> [Task instructions]:
1. In the passage on how banks create money, what do governments do to keep the banking system going?
2. Reproduce the passage on how banks create money, starting with "But that system" and going on through "subsidize private banks.".
3. Go on with the passage on how banks create money, picking up after its final sentence.

> [Selected extract]:
Most of the money in circulation is created by private banks, and those banks create  money  when they grant loans. When a bank grants a loan, it gives units (which it calls “pounds”, “dollars” etc and which it creates out of thin air) to the borrower, who then spends those units, i.e. passes them on to other people [1].  Those units are actually just a promise by the bank to convert those units to central bank cash, pounds or dollars, when the holder of those units so wishes. This, despite the reality that  private banks have nowhere near enough central bank cash to convert ALL the “promises to pay” into cash [2]. In fact your bank does a bit of this“conversion” when you go to an ATM and ask for $100: the bank supplies you with $100 worth of central bank dollars (i.e. physical cash) as long as you have at least $100 worth of “promises to pay” in your account.

But that system has collapsed regular as clockwork ever since banks in their present form first started centuries ago. That is, private banks have repeatedly gone bust. Thus to ensure that this chronic system soldiers on, governments stand behind, i.e. subsidize private banks.

> [Information supplied]:
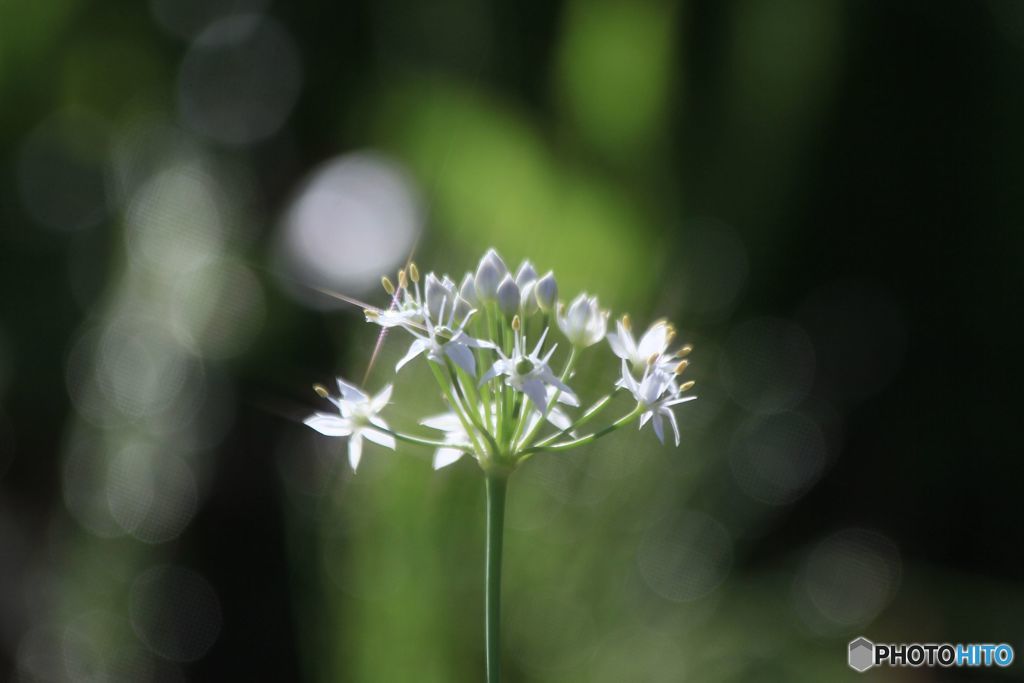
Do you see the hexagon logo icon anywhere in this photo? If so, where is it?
[848,636,874,672]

> [Written answers]:
1. Governments stand behind private banks, that is, they subsidize them.

2.
But that system has collapsed regular as clockwork ever since banks in their present form first started centuries ago. That is, private banks have repeatedly gone bust. Thus to ensure that this chronic system soldiers on, governments stand behind, i.e. subsidize private banks.

3.
The subsidy comes in different guises, of which three are as follows:

Three forms of subsidy

First, there is taxpayer backed deposit insurance. Being insured by an insurer with an infinitely deep pocket thanks to the insurer’s ability to grab limitless amounts of money off taxpayers is, in effect, a subsidy. Doubtless there are ship owners and others who would like to be insured by an insurer with an infinitely deep pocket, but that luxury is not available to them, thus what we have here is preferential treatment for banks and depositors.

Second, banks are only one of several types of lender. For example pension funds and mutual funds lend when they purchase corporate bonds, but there is no government bail out for those funds if they fail. Plus millions of firms lend when they supply goods on credit to customers. Government will not bail those lenders out either. Thus banks enjoy preferential treatment – effectively a subsidy – relative to other lenders.

Third, if a bank fails despite the latter two subsidies, then as a last resort there are multi billion dollar bail outs available for banks in trouble.

The basic problem here is letting private banks issue or “print” their own home made money (those “promises to pay”) while also letting them grant loans. The problem is that if a bank makes enough unwise loans, the value of the bank’s assets (those loans) then falls below the value of the “promises”: the bank is bust. (Incidentally, note that the latter problem does not arise with forms of privately issued money where there is no promise that the money units issued are totally safe: Bitcoin is an example of “unsafe” money.)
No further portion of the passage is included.